Written exercise: Reproduce verbatim the lines of the records starting at the line that contains "Find the sunset" and ending after the line that contains "Please outline every instance of the sunset", with both of those lines included. Output only those lines.

Entries:
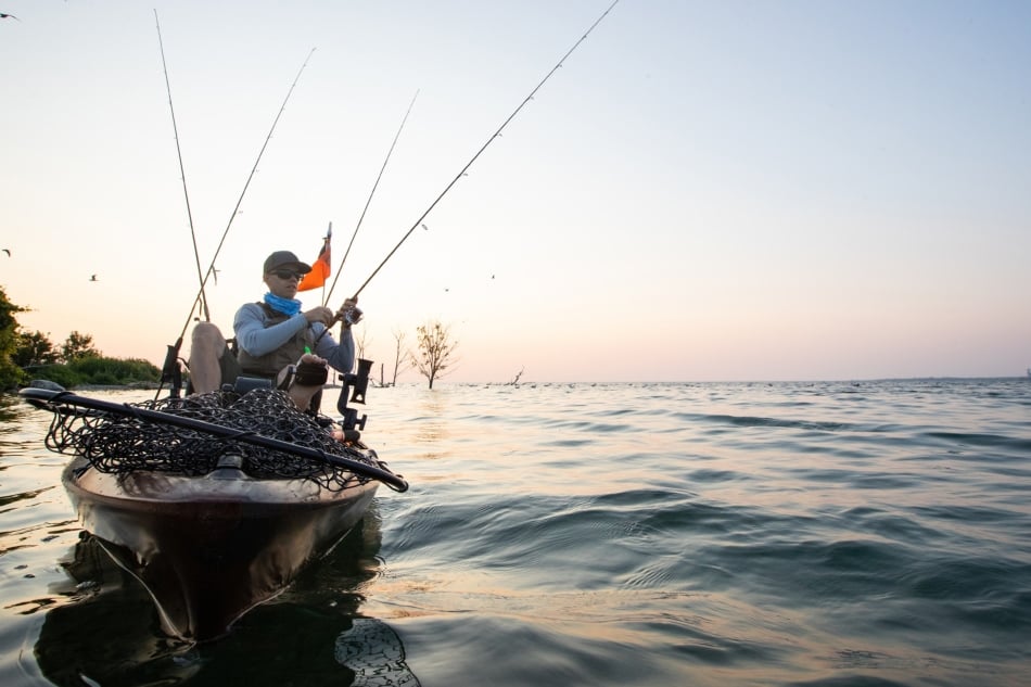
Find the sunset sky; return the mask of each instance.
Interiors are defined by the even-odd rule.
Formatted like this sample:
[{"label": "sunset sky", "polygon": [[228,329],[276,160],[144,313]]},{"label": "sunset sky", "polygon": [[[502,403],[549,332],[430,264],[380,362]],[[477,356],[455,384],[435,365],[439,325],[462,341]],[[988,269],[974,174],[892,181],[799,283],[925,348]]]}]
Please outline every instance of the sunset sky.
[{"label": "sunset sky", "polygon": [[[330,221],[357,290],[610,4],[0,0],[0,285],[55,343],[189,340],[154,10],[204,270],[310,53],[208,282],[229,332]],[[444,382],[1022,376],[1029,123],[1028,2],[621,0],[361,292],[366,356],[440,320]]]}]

---

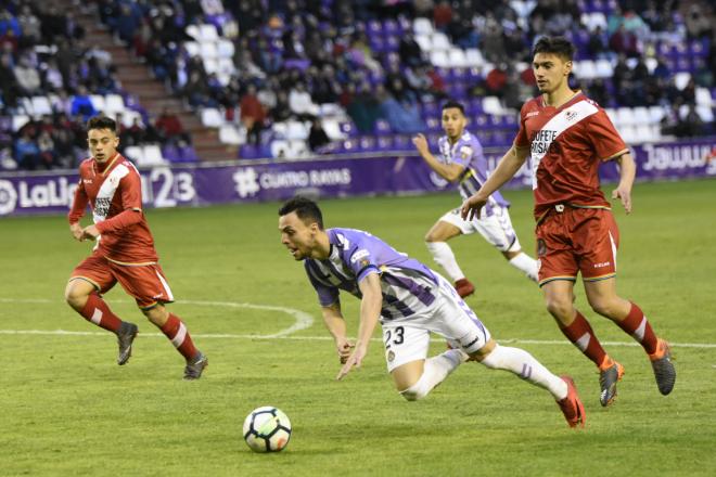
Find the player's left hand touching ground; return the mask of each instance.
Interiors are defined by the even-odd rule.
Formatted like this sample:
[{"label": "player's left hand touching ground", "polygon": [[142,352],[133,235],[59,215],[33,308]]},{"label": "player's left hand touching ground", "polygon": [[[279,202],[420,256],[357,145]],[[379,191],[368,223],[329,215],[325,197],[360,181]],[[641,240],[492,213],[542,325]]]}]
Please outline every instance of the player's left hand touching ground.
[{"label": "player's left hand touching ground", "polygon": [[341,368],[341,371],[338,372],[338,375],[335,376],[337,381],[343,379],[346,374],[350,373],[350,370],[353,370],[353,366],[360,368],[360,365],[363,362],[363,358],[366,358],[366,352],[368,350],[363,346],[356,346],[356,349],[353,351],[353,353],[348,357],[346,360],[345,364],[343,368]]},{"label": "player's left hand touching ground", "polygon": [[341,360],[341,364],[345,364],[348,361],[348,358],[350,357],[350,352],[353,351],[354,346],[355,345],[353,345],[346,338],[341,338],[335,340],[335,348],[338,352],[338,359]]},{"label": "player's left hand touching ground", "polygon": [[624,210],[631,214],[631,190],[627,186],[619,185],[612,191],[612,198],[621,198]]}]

Exercise answer:
Find the sunset sky; return the mask of each instance.
Interiors are defined by the even-odd rule.
Formatted like this sample:
[{"label": "sunset sky", "polygon": [[228,329],[276,160],[144,313]]},{"label": "sunset sky", "polygon": [[[502,403],[549,332],[430,264],[380,362]],[[477,356],[455,384],[435,365],[439,325],[462,341]],[[988,269],[974,174],[892,181],[799,283],[925,348]]]}]
Please outline every instance of the sunset sky.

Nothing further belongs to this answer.